Task goal: Number of lines below with "tree": work it out and reply with that number only.

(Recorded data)

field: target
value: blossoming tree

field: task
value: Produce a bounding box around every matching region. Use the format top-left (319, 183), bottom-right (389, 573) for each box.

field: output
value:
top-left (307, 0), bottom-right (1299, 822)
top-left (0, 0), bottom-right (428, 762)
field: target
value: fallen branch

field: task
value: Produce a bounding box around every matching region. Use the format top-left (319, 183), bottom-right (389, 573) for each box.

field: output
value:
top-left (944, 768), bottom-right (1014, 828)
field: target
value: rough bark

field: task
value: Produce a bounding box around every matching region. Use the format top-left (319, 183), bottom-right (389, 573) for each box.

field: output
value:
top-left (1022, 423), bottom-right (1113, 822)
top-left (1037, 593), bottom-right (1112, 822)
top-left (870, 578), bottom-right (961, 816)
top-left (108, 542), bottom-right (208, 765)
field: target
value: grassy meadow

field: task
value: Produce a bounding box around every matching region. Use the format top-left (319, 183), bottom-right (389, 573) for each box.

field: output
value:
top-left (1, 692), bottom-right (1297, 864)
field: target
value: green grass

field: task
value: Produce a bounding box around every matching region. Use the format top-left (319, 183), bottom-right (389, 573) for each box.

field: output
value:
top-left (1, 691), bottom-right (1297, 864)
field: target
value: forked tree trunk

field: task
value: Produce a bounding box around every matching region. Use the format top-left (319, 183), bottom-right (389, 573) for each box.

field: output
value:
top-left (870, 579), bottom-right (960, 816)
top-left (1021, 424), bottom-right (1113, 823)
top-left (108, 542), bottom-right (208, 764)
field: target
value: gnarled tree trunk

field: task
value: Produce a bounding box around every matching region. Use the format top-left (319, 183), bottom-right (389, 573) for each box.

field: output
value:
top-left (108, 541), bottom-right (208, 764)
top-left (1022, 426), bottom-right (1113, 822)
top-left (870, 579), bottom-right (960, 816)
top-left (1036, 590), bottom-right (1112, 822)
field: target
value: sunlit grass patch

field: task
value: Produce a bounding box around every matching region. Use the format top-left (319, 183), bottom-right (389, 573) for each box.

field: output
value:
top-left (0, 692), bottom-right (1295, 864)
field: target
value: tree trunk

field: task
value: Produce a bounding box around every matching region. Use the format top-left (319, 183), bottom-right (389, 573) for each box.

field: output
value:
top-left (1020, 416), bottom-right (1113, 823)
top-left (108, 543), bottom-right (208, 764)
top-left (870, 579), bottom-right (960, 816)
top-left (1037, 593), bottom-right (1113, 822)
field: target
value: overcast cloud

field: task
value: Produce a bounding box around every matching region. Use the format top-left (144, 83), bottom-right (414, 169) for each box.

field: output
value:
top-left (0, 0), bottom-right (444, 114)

Output for this task: 4